▶ **AVAILABLE DATA**

========

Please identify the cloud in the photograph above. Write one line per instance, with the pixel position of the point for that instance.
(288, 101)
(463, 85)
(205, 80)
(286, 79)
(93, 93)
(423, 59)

========

▶ **EXERCISE TASK**
Turn the records above into a numbered list, leaving out any blank lines.

▶ **RESULT OF THIS EXERCISE**
1. Please identify the cloud in the photograph above. Write one line per instance, with the pixel position of the point for that instance.
2. (288, 101)
3. (463, 85)
4. (205, 80)
5. (286, 79)
6. (93, 93)
7. (423, 59)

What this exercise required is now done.